From the first line to the last, write out the records exactly.

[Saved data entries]
= Beginning of Section =

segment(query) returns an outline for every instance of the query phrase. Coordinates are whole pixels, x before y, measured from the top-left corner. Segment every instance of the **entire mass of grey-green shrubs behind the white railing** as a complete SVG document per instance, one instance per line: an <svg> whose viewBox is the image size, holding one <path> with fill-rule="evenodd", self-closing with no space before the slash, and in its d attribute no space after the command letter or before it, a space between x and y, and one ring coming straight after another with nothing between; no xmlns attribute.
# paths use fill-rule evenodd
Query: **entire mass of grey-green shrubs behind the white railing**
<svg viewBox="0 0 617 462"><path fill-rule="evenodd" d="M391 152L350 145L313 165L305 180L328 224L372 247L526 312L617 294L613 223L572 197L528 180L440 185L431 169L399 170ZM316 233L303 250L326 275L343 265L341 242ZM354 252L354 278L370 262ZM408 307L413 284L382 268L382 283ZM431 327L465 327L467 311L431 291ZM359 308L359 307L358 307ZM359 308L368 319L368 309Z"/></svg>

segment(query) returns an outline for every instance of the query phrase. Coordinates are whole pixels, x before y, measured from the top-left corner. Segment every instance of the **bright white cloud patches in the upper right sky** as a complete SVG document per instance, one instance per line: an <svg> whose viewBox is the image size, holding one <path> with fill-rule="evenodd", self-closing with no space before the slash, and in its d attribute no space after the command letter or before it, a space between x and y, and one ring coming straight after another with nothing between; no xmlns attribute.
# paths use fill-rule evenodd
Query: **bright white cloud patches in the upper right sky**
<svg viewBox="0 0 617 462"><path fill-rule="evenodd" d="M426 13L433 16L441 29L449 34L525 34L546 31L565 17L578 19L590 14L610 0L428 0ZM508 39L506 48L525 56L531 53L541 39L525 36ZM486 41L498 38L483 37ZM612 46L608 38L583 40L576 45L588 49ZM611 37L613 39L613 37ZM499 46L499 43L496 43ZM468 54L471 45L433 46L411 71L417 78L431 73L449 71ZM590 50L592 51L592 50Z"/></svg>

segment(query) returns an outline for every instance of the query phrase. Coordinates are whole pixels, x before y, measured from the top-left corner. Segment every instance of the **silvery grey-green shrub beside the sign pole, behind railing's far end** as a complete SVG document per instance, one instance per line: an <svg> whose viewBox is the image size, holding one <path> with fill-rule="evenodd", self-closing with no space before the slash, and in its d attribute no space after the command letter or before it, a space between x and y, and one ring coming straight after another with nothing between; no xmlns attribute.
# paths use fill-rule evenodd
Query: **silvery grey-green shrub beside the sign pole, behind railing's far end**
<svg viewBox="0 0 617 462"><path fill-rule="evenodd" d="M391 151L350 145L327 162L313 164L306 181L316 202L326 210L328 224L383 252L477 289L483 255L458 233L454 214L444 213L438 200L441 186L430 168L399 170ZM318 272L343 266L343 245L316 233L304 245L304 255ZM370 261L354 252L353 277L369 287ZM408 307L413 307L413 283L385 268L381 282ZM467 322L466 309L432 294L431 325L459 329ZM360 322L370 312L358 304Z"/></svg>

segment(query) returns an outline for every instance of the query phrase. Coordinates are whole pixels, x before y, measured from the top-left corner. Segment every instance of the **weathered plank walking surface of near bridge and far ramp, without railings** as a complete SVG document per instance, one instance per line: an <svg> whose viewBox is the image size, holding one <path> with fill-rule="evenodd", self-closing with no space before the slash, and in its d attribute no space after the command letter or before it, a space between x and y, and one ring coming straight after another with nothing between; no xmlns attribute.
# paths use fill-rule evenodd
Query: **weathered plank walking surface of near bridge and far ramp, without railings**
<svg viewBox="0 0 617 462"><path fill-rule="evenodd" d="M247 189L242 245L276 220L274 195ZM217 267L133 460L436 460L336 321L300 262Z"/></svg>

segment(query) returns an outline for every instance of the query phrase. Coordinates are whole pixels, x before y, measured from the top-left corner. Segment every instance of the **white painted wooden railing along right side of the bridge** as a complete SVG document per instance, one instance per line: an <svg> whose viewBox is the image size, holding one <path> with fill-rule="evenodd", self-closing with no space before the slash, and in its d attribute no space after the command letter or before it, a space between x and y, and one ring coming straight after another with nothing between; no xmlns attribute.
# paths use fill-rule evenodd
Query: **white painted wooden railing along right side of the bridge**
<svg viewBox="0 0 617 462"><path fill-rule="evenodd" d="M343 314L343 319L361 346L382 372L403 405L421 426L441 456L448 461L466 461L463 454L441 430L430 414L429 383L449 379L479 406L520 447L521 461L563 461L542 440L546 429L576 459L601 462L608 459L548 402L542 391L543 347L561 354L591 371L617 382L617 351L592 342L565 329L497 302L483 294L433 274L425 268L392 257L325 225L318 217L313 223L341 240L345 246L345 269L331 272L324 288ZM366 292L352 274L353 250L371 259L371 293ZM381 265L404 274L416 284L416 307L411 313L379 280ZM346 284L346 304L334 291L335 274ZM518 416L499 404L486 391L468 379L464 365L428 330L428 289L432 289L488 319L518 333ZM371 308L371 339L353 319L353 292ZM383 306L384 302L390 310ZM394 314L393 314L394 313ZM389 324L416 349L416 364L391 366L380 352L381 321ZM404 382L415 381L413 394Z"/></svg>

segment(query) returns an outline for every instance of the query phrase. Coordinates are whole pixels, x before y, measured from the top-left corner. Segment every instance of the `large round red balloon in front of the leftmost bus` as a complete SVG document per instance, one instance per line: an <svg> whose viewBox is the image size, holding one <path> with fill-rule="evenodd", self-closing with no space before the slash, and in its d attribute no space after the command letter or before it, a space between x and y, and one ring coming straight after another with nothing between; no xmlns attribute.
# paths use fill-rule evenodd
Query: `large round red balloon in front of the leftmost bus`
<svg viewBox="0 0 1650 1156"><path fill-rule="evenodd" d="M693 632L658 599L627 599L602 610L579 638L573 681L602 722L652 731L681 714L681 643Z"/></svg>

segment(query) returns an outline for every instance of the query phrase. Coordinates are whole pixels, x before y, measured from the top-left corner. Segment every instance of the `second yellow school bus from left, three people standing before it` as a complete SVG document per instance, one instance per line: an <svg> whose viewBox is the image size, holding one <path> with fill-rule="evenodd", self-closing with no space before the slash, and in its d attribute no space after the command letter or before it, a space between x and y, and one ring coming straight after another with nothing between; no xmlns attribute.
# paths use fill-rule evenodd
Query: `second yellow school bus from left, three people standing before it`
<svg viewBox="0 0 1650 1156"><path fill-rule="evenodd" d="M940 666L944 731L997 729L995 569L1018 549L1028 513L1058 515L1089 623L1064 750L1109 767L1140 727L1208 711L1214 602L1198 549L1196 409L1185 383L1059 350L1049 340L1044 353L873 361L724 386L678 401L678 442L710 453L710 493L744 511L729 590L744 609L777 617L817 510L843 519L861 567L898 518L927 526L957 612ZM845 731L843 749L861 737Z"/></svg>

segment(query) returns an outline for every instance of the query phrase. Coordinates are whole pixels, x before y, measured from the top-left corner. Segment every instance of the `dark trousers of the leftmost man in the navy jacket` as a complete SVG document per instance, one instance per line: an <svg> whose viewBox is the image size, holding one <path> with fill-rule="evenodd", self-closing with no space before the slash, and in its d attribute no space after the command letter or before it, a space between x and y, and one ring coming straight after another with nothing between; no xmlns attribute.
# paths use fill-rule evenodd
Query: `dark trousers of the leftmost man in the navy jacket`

= End of Section =

### [TASK OUTPUT]
segment(query) returns an outline for every instance of the query phrase. Coordinates are whole pixels, x before y, measured from the top-left corner. Segment every instance of the **entire mass of grey-green shrubs behind the white railing** as a complete SVG document per instance, one instance per line: an <svg> whose viewBox is the image size, holding one <path> with fill-rule="evenodd", self-closing with no space before the slash, and in its d attribute no space after the command letter or before it, a space between x and y, and one ring coming straight after another with nothing between; no xmlns attribute.
# paths use fill-rule evenodd
Query: **entire mass of grey-green shrubs behind the white railing**
<svg viewBox="0 0 617 462"><path fill-rule="evenodd" d="M391 152L350 145L313 165L305 180L328 224L372 247L526 312L617 294L613 223L572 197L528 180L440 185L431 169L399 170ZM316 233L303 250L326 275L343 265L341 242ZM354 252L354 278L370 262ZM408 307L413 284L382 268L382 283ZM431 327L465 327L467 311L431 291ZM359 308L359 307L358 307ZM359 308L368 319L368 309Z"/></svg>

segment(query) returns an outline for every instance of the query phrase. Coordinates are whole pixels, x before y, measured from the top-left corner. Segment every instance of the **bright white cloud patches in the upper right sky** as a complete SVG document per instance, one instance per line: an <svg> whose viewBox is the image size, holding one <path> with fill-rule="evenodd", self-closing with no space before the slash, and in its d attribute no space after the command letter or before it, a space between x and y, and one ring coming straight after another with nothing between; no xmlns attribute.
# paths use fill-rule evenodd
Query: **bright white cloud patches in the upper right sky**
<svg viewBox="0 0 617 462"><path fill-rule="evenodd" d="M426 13L433 16L441 29L449 34L525 34L546 31L565 17L578 19L590 14L610 0L428 0ZM508 39L506 48L525 56L531 53L541 39L525 36ZM486 41L498 38L483 37ZM612 46L608 38L583 40L576 45L588 49ZM611 37L613 39L613 37ZM499 46L499 43L496 43ZM468 54L471 45L433 46L411 71L417 78L431 73L449 71ZM590 50L592 51L592 50Z"/></svg>

segment(query) returns an outline for every instance of the query phrase. Coordinates are whole pixels, x before y, measured from the top-left corner. Segment every instance of the **silvery grey-green shrub beside the sign pole, behind railing's far end** as a complete SVG document per instance, one instance per line: an <svg> whose viewBox is the image size, holding one <path> with fill-rule="evenodd", self-closing with no space before the slash, and in its d attribute no space after the command letter or before it, a space between x and y, and one ring coming straight after another with nothing between; no xmlns attribute.
# paths use fill-rule evenodd
Query: **silvery grey-green shrub beside the sign pole, behind railing's far end**
<svg viewBox="0 0 617 462"><path fill-rule="evenodd" d="M391 151L350 145L327 162L313 164L306 181L316 202L326 210L328 224L383 252L477 289L483 255L458 233L454 214L444 213L438 200L441 186L430 168L399 170ZM318 272L343 266L343 245L316 233L304 245L304 255ZM370 261L354 252L353 277L369 287ZM408 307L413 307L413 283L385 268L381 282ZM467 322L466 309L432 294L431 325L459 329ZM360 322L370 312L358 304Z"/></svg>

segment(query) returns an outline for every instance of the query phrase. Coordinates are whole pixels, x before y, measured from the top-left corner. Segment every instance of the **weathered plank walking surface of near bridge and far ramp, without railings** as a complete SVG document per instance, one instance per line: an <svg> whose viewBox is the image size, holding one <path> with fill-rule="evenodd", self-closing with no space before the slash, and in its d attribute no space after the command letter or before it, a space between x and y, and one ring coming straight after another with nothing between; no xmlns attribute.
# paths use fill-rule evenodd
Query: **weathered plank walking surface of near bridge and far ramp, without railings**
<svg viewBox="0 0 617 462"><path fill-rule="evenodd" d="M247 189L242 245L276 220L274 195ZM217 267L133 460L436 460L336 321L300 262Z"/></svg>

segment(query) returns an outline for every instance of the query phrase. Coordinates are whole pixels, x before y, measured from the top-left corner. Segment every instance of the **white painted wooden railing along right side of the bridge** as a complete SVG document per instance, one instance per line: an <svg> whose viewBox is the image size, holding one <path> with fill-rule="evenodd", self-closing with no space before the slash, and in its d attribute no space after the command letter or before it, a space between x and y, and one ring coming straight after another with nothing between; no xmlns attribute.
# paths use fill-rule evenodd
Query: **white painted wooden railing along right side of the bridge**
<svg viewBox="0 0 617 462"><path fill-rule="evenodd" d="M343 314L343 319L361 346L382 372L403 405L421 426L441 456L448 461L466 461L463 454L441 430L430 414L429 383L449 379L479 406L520 447L521 461L563 461L542 440L546 429L576 459L601 462L608 459L548 402L542 391L543 347L561 354L591 371L617 382L617 351L592 342L565 329L497 302L483 294L433 274L425 268L392 257L325 225L318 217L313 223L341 240L345 246L345 269L331 272L324 288ZM366 292L352 274L353 250L371 259L371 293ZM381 265L404 274L416 284L416 307L411 313L379 280ZM346 284L346 304L334 291L335 274ZM518 416L499 404L486 391L468 379L464 365L428 330L428 289L432 289L488 319L518 333ZM371 308L371 339L353 319L353 292ZM383 306L384 302L390 310ZM394 314L393 314L394 313ZM389 324L416 349L416 364L391 366L380 352L381 321ZM404 382L415 381L413 394Z"/></svg>

segment(query) returns an outline for every instance of the query phrase. Coordinates are whole pixels, x before y, measured from the top-left corner. Segment every instance of the `large round red balloon in front of the leftmost bus` as a complete SVG document per instance, one instance per line: an <svg> whose viewBox is the image size, holding one <path> with fill-rule="evenodd", self-closing with no space before the slash, and in its d attribute no space after the command letter or before it, a space between x and y, and one ring coming straight after another with nothing between; no xmlns attribute.
# paths use fill-rule evenodd
Query: `large round red balloon in front of the leftmost bus`
<svg viewBox="0 0 1650 1156"><path fill-rule="evenodd" d="M693 632L658 599L627 599L602 610L579 638L573 681L602 722L652 731L681 714L681 643Z"/></svg>

segment(query) returns an outline for every instance of the query phrase. Coordinates are whole pixels, x before y, measured from the top-left corner. Segment every instance of the `second yellow school bus from left, three people standing before it` as a complete SVG document per instance, one instance per line: an <svg> whose viewBox is the image size, holding one <path> with fill-rule="evenodd", self-closing with no space before the slash, and in its d attribute no space after the command letter or before it, a space between x and y, and one ring coming straight after another with nothing between; no xmlns attribute.
# paths use fill-rule evenodd
Query: `second yellow school bus from left, three people standing before it`
<svg viewBox="0 0 1650 1156"><path fill-rule="evenodd" d="M940 666L944 731L997 729L995 569L1018 549L1028 513L1058 515L1089 623L1064 750L1109 767L1140 727L1208 711L1214 602L1198 549L1196 409L1185 383L1059 350L1049 340L1044 353L873 361L724 386L678 401L678 442L710 453L710 493L744 511L729 590L744 609L777 617L817 510L843 519L861 567L898 518L927 526L957 612ZM845 731L843 749L861 737Z"/></svg>

segment(query) returns an outline for every instance of the query phrase. Coordinates are whole pixels, x before y, measured from the top-left corner. Segment every instance of the `dark trousers of the leftmost man in the navy jacket` as a complete SVG document per instance, one instance per line: an <svg> whose viewBox is the image size, holding one <path> with fill-rule="evenodd", self-closing with no space before the slash, and in its d attribute no space after the command letter or before it, a space between x and y, and one ring coming straight after another with nothing between; no xmlns attribute.
# paths use fill-rule evenodd
Query: `dark trousers of the leftmost man in the navy jacket`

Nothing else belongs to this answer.